Rows from a dataset.
======

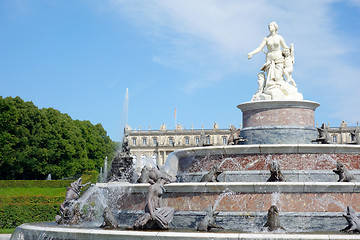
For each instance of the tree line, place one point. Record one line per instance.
(36, 142)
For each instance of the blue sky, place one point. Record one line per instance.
(79, 56)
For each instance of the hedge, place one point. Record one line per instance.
(12, 216)
(16, 210)
(89, 176)
(30, 200)
(34, 183)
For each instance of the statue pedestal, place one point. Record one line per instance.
(278, 122)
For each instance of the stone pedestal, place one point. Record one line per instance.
(278, 122)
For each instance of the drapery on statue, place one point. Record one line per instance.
(212, 175)
(275, 171)
(279, 63)
(323, 135)
(69, 210)
(344, 175)
(156, 216)
(234, 137)
(352, 220)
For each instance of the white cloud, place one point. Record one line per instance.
(214, 36)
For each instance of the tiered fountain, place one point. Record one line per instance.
(279, 128)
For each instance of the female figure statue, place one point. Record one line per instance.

======

Required work. Write out all the lines above word for word, leaving out the picture.

Finished exercise.
For each instance of the tree line, place one point. Record one line per instance.
(36, 142)
For each instance of the blue sky, place one point. Record one line per instance.
(79, 56)
For each instance of the hedge, place one point. Record one line per instance.
(12, 216)
(16, 210)
(89, 176)
(30, 200)
(34, 183)
For each instance of the statue pedestal, place one point. Record one line per instance.
(278, 122)
For each instance of the stone pedestal, place one point. Record one line per instance.
(278, 122)
For each instance of the drapery on statue, place one point. Record one line per instance.
(212, 175)
(275, 171)
(279, 63)
(323, 135)
(69, 210)
(344, 175)
(156, 216)
(234, 137)
(352, 220)
For each instance of the white cloud, place one point. Record one line per instance.
(214, 36)
For each instance of the tiered fountain, place one point. Record one line per instance.
(279, 128)
For each instance of the female figure statue, place one point. Record one line per instance.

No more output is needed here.